**Records for the task:**
========
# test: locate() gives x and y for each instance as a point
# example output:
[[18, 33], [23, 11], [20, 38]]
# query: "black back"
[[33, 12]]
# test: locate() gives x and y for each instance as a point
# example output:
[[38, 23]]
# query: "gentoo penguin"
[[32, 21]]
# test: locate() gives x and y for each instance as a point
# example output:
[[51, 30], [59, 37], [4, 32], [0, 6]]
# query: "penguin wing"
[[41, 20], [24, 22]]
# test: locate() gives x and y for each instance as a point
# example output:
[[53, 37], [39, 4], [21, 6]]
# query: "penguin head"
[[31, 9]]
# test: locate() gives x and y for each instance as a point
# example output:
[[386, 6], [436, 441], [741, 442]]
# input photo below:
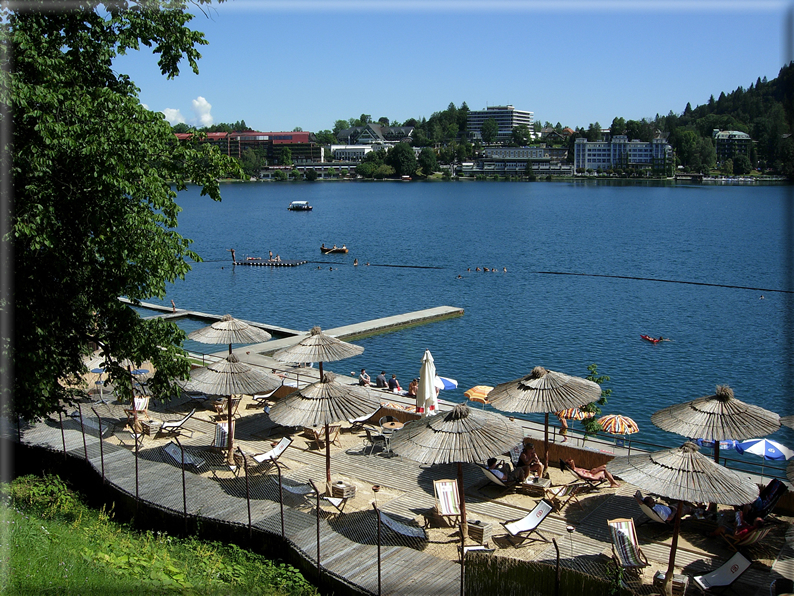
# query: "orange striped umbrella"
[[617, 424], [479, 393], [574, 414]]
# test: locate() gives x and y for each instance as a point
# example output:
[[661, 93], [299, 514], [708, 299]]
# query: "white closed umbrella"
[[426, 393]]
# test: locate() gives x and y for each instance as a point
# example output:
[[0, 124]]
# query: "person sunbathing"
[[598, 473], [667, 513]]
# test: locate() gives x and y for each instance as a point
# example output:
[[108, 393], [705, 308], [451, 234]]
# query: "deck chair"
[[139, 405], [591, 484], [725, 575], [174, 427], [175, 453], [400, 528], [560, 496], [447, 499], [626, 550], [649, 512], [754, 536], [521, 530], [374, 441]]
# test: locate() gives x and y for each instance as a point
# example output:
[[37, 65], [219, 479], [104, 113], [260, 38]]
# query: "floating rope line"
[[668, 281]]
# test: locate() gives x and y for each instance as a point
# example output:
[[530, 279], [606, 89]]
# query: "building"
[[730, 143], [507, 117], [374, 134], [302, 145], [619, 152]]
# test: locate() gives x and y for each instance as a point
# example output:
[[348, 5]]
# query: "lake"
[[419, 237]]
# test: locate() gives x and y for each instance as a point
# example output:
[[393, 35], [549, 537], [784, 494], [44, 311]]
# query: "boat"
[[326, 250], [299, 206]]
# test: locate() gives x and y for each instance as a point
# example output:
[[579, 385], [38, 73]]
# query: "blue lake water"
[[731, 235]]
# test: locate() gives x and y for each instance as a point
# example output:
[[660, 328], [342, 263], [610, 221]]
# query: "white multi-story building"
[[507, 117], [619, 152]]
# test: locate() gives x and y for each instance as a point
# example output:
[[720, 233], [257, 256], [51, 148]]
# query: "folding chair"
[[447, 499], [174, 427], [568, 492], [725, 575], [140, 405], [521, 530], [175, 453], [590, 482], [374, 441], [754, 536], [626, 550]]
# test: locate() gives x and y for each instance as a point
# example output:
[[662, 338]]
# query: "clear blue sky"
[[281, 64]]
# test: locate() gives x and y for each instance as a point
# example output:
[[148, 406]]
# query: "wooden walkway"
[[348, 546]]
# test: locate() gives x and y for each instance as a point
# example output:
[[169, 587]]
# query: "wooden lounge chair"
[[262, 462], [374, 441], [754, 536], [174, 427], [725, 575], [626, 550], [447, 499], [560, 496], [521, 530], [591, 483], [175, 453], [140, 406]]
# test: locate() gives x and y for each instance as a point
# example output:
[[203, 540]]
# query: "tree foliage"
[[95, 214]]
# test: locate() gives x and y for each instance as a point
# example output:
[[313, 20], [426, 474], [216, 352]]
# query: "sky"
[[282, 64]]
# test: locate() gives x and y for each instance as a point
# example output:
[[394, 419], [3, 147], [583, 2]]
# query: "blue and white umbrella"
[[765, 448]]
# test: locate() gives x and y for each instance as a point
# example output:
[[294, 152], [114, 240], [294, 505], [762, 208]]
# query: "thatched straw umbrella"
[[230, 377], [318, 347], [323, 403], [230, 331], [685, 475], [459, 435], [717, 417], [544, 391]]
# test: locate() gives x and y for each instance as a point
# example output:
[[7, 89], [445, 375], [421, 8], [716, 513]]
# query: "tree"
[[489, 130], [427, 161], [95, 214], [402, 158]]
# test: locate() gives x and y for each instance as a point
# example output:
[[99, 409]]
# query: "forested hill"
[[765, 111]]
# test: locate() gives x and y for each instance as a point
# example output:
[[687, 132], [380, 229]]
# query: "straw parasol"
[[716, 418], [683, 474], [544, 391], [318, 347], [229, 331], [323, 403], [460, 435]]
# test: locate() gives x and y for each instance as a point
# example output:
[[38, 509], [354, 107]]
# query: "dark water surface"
========
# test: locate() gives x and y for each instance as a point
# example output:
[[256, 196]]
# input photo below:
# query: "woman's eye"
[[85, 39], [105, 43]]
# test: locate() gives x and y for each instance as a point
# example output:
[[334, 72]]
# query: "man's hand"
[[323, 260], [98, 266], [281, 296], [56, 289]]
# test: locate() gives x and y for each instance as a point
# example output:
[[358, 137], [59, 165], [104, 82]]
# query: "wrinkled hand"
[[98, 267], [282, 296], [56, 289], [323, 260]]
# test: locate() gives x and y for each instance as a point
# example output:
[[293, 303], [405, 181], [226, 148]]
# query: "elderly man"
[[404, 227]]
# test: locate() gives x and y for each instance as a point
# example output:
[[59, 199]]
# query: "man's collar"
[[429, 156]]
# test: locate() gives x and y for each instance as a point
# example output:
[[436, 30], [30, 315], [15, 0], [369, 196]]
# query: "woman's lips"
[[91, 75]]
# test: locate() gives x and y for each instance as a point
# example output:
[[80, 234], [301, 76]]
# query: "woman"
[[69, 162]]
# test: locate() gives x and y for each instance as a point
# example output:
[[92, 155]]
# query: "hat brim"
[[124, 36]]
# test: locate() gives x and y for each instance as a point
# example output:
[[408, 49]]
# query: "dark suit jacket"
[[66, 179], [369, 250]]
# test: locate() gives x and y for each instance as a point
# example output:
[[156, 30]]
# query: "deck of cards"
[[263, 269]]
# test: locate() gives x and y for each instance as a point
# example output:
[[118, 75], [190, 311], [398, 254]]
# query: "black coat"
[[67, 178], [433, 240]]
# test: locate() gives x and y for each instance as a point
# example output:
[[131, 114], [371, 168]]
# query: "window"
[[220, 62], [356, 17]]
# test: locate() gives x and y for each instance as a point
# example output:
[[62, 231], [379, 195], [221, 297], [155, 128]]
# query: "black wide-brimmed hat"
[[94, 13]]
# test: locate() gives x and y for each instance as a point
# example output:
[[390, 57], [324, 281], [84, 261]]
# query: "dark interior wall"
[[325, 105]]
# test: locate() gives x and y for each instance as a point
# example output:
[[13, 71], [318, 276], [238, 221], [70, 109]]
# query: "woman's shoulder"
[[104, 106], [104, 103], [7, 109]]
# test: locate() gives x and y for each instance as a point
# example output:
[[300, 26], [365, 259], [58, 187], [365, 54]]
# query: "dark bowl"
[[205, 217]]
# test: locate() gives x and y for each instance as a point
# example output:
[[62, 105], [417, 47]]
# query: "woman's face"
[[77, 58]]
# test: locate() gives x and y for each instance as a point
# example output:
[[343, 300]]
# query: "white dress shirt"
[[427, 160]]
========
**Written instruction:**
Report how many lines of the records contain the string "umbrella", matching case exactly, and reply with that number alone.

**Answer for the task:**
4